## BEGIN
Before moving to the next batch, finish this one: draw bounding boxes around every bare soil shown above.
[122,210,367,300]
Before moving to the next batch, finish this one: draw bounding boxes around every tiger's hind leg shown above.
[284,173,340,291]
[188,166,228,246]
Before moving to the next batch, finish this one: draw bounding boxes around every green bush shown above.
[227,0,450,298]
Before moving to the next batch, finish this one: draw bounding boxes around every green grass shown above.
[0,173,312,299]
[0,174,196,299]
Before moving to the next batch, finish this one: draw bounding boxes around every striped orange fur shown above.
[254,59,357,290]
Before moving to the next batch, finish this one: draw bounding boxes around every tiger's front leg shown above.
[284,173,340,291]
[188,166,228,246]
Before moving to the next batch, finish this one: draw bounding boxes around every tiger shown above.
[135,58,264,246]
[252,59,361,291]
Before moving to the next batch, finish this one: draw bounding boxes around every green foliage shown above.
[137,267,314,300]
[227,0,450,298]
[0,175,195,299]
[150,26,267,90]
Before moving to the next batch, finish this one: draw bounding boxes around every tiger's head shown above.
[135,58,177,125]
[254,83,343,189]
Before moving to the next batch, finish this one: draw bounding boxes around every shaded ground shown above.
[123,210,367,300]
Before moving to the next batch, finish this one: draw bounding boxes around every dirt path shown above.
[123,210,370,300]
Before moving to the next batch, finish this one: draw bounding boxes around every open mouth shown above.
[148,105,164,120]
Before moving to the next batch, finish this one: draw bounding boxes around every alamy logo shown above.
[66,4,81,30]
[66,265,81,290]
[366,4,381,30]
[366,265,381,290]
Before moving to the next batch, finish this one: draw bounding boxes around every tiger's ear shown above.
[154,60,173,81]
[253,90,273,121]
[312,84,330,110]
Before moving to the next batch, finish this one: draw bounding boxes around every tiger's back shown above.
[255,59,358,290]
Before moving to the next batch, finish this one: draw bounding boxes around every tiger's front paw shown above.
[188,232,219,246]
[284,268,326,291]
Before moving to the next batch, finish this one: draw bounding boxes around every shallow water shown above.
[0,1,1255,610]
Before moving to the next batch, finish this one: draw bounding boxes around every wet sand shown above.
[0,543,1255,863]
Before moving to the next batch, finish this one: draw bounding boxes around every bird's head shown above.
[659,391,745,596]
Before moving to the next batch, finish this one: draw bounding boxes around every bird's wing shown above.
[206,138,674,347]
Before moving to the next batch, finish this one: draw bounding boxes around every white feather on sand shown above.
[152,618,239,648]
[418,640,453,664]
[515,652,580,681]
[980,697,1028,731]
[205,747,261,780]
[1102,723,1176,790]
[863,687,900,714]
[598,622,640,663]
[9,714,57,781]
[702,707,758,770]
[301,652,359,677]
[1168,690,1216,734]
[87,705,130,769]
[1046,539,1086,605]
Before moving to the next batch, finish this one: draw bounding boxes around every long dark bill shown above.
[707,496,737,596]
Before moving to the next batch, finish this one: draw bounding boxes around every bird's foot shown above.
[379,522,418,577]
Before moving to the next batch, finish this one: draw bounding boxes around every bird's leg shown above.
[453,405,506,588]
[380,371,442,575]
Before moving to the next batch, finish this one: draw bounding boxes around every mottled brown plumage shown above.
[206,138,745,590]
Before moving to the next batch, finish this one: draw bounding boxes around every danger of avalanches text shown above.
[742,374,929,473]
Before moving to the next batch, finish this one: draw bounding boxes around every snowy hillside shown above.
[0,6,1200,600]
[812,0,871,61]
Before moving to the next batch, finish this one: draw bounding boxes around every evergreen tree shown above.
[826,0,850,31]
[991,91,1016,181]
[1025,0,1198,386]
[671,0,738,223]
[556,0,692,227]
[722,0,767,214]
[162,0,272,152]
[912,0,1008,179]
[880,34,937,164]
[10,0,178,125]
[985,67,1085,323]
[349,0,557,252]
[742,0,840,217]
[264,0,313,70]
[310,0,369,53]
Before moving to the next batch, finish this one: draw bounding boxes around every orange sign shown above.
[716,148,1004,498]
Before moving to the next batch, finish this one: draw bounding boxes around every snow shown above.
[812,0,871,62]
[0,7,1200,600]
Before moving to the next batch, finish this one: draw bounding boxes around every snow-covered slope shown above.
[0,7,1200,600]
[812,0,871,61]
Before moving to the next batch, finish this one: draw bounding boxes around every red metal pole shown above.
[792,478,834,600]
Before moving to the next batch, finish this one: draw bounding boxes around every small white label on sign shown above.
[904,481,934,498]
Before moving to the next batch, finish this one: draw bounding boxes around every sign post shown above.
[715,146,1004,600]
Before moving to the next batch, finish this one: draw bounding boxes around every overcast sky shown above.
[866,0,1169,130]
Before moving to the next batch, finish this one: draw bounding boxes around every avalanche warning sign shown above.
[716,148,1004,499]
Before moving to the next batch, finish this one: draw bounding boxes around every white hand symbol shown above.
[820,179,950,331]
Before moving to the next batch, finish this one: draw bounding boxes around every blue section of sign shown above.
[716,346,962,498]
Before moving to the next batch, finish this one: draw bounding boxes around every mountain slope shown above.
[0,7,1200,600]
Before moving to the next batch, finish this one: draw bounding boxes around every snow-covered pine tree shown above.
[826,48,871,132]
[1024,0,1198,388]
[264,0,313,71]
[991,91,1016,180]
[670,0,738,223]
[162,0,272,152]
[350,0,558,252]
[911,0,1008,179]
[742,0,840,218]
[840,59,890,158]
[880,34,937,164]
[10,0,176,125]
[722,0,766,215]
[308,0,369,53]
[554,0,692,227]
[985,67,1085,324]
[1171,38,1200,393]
## END
Copy out every line of the data above word for word, in the same order.

● **Task solution**:
Before moving to the next batch, finish this one: draw bounding boxes around every bare soil shown above.
[122,210,367,300]
Before moving to the next batch, finish this one: draw bounding boxes around every tiger's hind leg shown above.
[284,173,340,291]
[188,166,228,246]
Before moving to the next batch, finish this one: draw bounding boxes around every green bush shown above.
[227,0,450,298]
Before moving to the next batch, finish this one: draw bounding boxes around every green grass shown above.
[0,173,312,299]
[0,174,196,299]
Before moving to the next batch, finish this one: draw bounding boxes around every striped orange fur shown above.
[254,59,357,290]
Before moving to the next batch, finish this one: draw bounding boxes around every tiger's front leg shown above.
[284,173,340,291]
[188,166,228,246]
Before moving to the next batch, finish this one: draw bounding boxes around every tiger shown above.
[135,58,264,246]
[252,59,361,291]
Before moving to the next batch, finish this one: draw bounding boxes around every green foliage shown above.
[137,267,314,300]
[227,0,450,298]
[0,175,195,299]
[150,26,267,90]
Before moving to the next batch, finish this one: draw bounding boxes around every tiger's head shown above.
[135,58,177,125]
[254,83,343,189]
Before moving to the next batch, finish this one: draw bounding boxes around every shaded ground shown above.
[123,210,367,300]
Before moving to the next batch, finish this one: draw bounding boxes around every dirt path shown above.
[123,210,370,300]
Before moving to the next batch, finish this one: draw bounding boxes around every open mouth shown above.
[148,105,164,120]
Before moving to the next batch, finish this one: draw bounding boxes around every alamy logo shown above.
[66,4,81,30]
[66,265,81,290]
[366,4,381,30]
[366,265,381,290]
Before moving to the next batch, finish this one: draw bounding boxes around every tiger's ear shown above.
[154,60,173,81]
[253,90,273,121]
[312,84,330,110]
Before moving to the next batch, finish this one: draw bounding boxes around every tiger's back shown above.
[255,59,358,290]
Before moving to the next batch, finish this one: draw bounding boxes around every tiger's front paw shown above.
[188,232,219,246]
[284,268,326,291]
Before moving to the next batch, finish this one: draw bounding boxes around every shallow water shown above.
[0,1,1255,610]
Before moving to the next batch, finish this one: draw bounding boxes around every wet sand shown above.
[0,543,1255,863]
Before moving to the next batch, finish this one: draw bounding boxes around every bird's head shown above.
[659,391,745,596]
Before moving to the next batch, finish this one: draw bounding boxes around every bird's wing shown above.
[206,138,674,347]
Before moving to the next batch, finish this one: draw bounding boxes around every white feather on sand shown above.
[152,618,239,648]
[418,640,453,664]
[515,652,580,681]
[980,697,1028,731]
[205,747,261,780]
[1102,723,1176,790]
[863,687,900,714]
[598,622,640,663]
[9,714,57,781]
[702,707,758,770]
[301,652,359,677]
[1168,690,1216,734]
[87,705,130,769]
[1046,539,1086,605]
Before moving to the next batch, finish this one: draw bounding boxes around every long dark bill shown above.
[707,496,737,596]
Before moving to the next batch, finish this one: draw bounding boxes around every bird's foot shown above.
[379,522,418,577]
Before moving to the next batch, finish this one: draw bounding boxes around every bird's leg shown above.
[453,405,506,588]
[380,371,442,575]
Before moving to the next batch, finish this one: draw bounding boxes around every mottled brown plumage shown above.
[206,138,745,590]
Before moving to the next batch, finish this one: draw bounding boxes around every danger of avalanches text shown above.
[742,374,929,473]
Before moving to the next batch, finish this one: draw bounding boxes around every snowy hillside shown above.
[0,6,1200,600]
[812,0,871,61]
Before moving to the next batch, finish this one: draw bounding boxes around every evergreen tree shown above.
[826,0,850,31]
[991,91,1016,181]
[1025,0,1198,386]
[671,0,738,223]
[556,0,692,227]
[722,0,767,214]
[162,0,272,152]
[912,0,1008,179]
[880,34,937,164]
[10,0,178,125]
[985,67,1085,323]
[349,0,557,252]
[742,0,840,217]
[264,0,313,70]
[310,0,369,53]
Before moving to the next batch, finish this one: draw bounding boxes around every orange sign shown above.
[716,148,1004,498]
Before moving to the next batch, finish this one: draw bounding boxes around every snow shown above.
[812,0,871,62]
[0,7,1200,600]
Before moving to the next batch, finish this one: draw bounding boxes around every snow-covered slope shown above.
[0,7,1200,600]
[812,0,871,61]
Before moving to the next batch, finish this one: draw bounding boxes around every red metal pole shown above.
[792,478,834,600]
Before moving to the next batch, finish this one: draw bounding boxes around every small white label on sign shown above.
[904,481,934,498]
Before moving to the next batch, finish this one: draw bounding boxes around every sign post shown above.
[715,146,1004,600]
Before moving to the next batch, finish this one: draw bounding boxes around every overcast sky shown above.
[866,0,1169,130]
Before moving to the next batch, finish this one: draw bounding boxes around every avalanche warning sign shown above.
[716,148,1004,499]
Before moving to the next batch, finish this one: draw bounding boxes around every white hand symbol shown above.
[820,179,950,331]
Before moving to the next batch, finish this one: draw bounding boxes around every blue section of sign shown above.
[716,346,962,498]
Before moving to the next batch, finish this one: draw bounding boxes around every mountain slope shown above.
[0,7,1200,600]
Before moving to the next batch, finish this one: draw bounding boxes around every snow-covered pine tree shown above.
[826,48,871,132]
[1024,0,1198,388]
[264,0,313,71]
[991,91,1016,180]
[670,0,738,223]
[162,0,272,152]
[350,0,558,252]
[911,0,1008,179]
[742,0,840,218]
[840,59,890,158]
[880,34,937,164]
[10,0,176,125]
[722,0,766,215]
[308,0,369,53]
[554,0,692,227]
[985,67,1085,324]
[1171,38,1200,393]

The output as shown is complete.